- **DOCUMENT SEGMENT**:
Question

If a is a vector of magnitude $50$ , collinear with the vector $b =6 \hat{ i }-8 \hat{ j }-\frac{15}{2} \hat{ k }$ and makes an acute angle with the positive direction of Z-axis, then $a$ is equal to

• A. $-24 \hat{ i }+32 \hat{ j }+30 \hat{ k }$
• B. $24 \hat{ i }-32 \hat{ j }-30 \hat{ k }$
• C. $-12 \hat{ i }+16 \hat{ j }-15 \hat{ k }$
• D. $12 \hat{ i }-16 \hat{ j }-15 \hat{ k }$

Answer 1

Answer: (A)

Since $a = mb$ for some scalar $m$ i.e.
$a = m \left(6 \hat{ i }-8 \hat{ j }-\frac{15}{2} \hat{ k }\right) $
$\Rightarrow | a |=| m | \sqrt{36+64+\frac{225}{4}}$
$\Rightarrow 50=\frac{25}{2}| m | $
$\Rightarrow | m |=4$
$ \Rightarrow m =\pm 1$
Since, a makes an acute angle with the positive direction of Z-axis, so its z component must be positive and hence, $m$ must be $-4$.
$\therefore a =-4\left(6 \hat{ i }+8 \hat{ j }-\frac{15}{2} \hat{ k }\right)=-24 \hat{ i }+32 \hat{ j }+30 \hat{ k }$

- **TASK TO CARRY OUT**:
In the vector problem, which choice does the worked answer give as correct? The listing isn't needed here.

- **STORED DATA**:
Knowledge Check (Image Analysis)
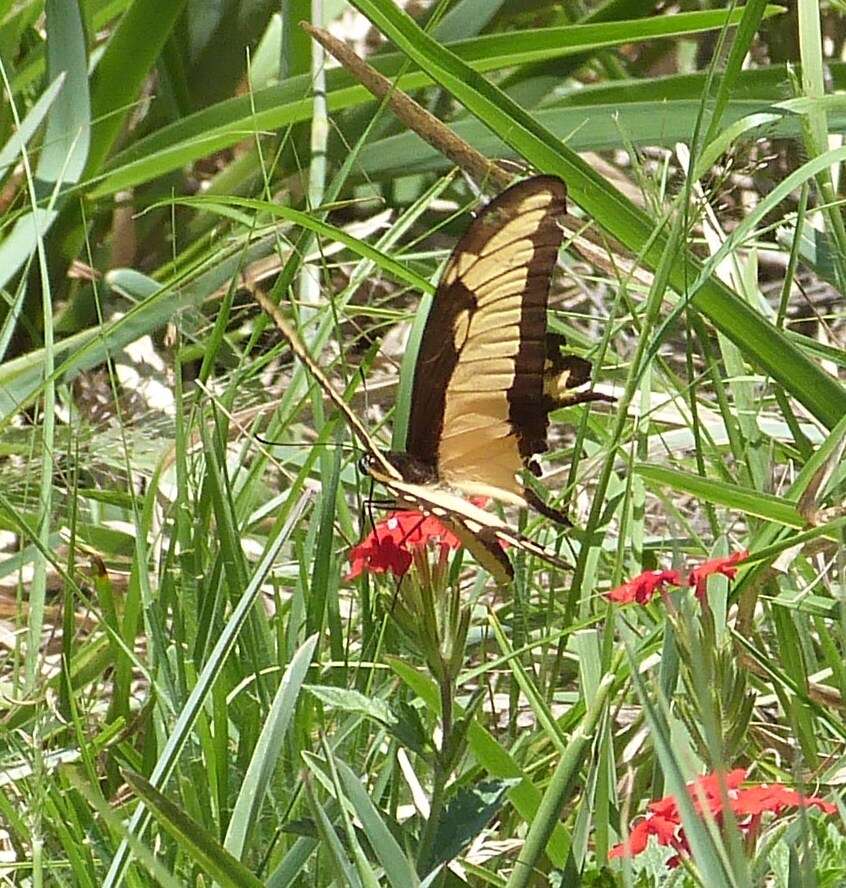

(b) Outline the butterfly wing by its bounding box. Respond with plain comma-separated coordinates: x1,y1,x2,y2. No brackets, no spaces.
406,176,566,520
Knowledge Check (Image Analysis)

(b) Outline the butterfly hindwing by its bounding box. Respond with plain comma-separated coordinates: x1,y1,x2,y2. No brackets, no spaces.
406,176,566,511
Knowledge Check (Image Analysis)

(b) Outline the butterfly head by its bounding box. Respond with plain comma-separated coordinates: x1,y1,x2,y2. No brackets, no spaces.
358,450,438,484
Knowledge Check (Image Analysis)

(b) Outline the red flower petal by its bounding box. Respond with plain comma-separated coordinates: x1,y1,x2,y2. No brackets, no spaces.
608,820,649,859
344,496,496,580
608,570,682,604
731,783,837,817
344,534,411,580
608,768,837,868
687,549,749,599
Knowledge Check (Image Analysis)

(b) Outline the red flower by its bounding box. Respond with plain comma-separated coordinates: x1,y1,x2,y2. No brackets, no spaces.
344,511,461,580
687,549,749,600
731,783,837,817
608,768,837,868
608,570,682,604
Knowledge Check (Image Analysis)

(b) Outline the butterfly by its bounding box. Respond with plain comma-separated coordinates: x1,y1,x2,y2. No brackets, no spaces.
255,176,613,584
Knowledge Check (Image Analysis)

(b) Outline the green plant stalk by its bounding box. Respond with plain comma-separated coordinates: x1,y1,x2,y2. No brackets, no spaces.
506,674,614,888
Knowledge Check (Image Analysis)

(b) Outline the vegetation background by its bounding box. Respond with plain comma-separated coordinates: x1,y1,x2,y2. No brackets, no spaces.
0,0,846,888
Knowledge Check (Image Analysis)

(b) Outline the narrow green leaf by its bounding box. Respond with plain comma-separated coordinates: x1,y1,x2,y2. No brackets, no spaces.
123,771,263,888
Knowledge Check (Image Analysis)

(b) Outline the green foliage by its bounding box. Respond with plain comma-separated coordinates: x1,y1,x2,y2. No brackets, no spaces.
0,0,846,888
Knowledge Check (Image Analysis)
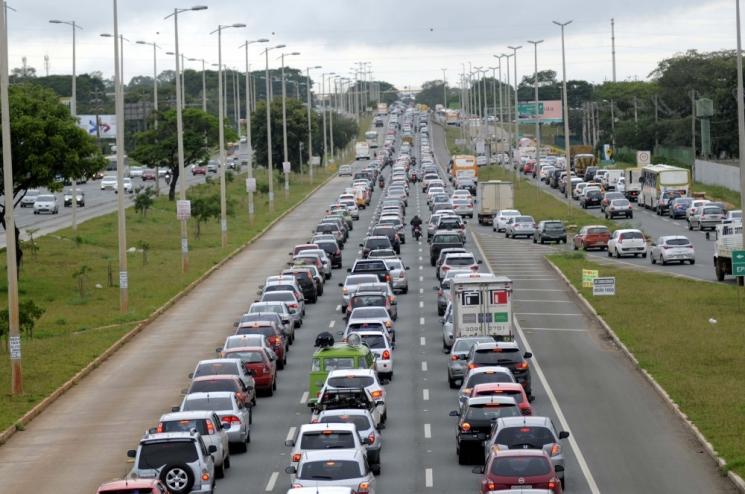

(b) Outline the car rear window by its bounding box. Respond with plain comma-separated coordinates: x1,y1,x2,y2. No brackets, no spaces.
181,397,233,412
297,460,362,481
139,441,199,469
490,456,551,477
326,376,375,388
495,426,556,449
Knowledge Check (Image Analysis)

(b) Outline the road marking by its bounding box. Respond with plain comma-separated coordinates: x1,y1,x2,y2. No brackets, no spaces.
285,427,297,441
264,472,279,492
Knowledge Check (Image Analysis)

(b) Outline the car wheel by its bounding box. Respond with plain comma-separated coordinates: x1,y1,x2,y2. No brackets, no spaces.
160,463,194,494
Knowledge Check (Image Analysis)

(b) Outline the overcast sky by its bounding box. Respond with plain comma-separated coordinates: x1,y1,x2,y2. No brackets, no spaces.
7,0,736,90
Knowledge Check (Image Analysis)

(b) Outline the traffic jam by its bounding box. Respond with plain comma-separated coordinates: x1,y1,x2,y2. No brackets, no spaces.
99,103,569,494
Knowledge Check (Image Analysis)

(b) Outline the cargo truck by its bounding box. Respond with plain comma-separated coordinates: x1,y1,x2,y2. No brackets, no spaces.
476,180,514,225
450,273,514,341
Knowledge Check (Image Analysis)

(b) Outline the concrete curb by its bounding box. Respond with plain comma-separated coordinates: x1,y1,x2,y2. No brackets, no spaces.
544,258,745,493
0,174,336,446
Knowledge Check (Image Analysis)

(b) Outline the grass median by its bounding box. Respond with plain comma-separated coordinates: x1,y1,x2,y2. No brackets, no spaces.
0,167,335,430
549,253,745,476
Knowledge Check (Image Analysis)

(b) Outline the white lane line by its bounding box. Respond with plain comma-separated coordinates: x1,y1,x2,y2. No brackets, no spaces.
513,318,600,494
264,472,279,492
285,427,297,441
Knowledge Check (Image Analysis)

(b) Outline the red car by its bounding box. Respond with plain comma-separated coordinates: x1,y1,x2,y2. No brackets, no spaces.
96,479,168,494
235,321,287,370
474,449,563,494
471,383,533,415
222,347,277,396
573,225,610,250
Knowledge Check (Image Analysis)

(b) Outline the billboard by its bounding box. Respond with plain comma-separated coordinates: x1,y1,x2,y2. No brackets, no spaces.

- **RESPONSE BELOW**:
Choice A.